##### Recorded information #####

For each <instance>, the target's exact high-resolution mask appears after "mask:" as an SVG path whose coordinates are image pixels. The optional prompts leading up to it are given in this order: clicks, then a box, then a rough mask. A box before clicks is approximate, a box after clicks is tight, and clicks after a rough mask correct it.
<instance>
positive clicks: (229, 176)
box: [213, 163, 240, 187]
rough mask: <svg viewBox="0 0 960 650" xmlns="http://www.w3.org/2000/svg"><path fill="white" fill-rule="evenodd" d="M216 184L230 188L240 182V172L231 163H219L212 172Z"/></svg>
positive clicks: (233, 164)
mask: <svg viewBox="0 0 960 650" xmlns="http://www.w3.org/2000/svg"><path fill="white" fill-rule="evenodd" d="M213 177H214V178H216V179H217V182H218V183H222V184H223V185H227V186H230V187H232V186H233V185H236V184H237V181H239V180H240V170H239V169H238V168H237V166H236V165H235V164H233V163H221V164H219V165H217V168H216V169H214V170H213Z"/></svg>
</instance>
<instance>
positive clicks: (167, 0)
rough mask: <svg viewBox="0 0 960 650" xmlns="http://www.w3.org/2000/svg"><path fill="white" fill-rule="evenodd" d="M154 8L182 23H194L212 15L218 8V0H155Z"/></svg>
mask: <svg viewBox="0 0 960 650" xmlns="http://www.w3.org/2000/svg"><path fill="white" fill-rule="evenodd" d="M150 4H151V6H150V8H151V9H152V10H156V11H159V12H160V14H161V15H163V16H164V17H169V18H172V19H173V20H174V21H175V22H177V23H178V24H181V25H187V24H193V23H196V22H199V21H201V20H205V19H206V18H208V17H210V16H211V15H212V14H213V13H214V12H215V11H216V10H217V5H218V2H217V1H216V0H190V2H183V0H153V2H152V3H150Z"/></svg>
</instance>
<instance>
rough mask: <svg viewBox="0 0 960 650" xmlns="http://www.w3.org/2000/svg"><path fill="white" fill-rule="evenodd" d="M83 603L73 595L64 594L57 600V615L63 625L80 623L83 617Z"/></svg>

#####

**Work order:** Please identify each line in the material that contains the string "positive" and copy those lines out. Case counts.

**Response for this exercise:**
positive clicks: (229, 176)
positive clicks: (233, 164)
positive clicks: (167, 0)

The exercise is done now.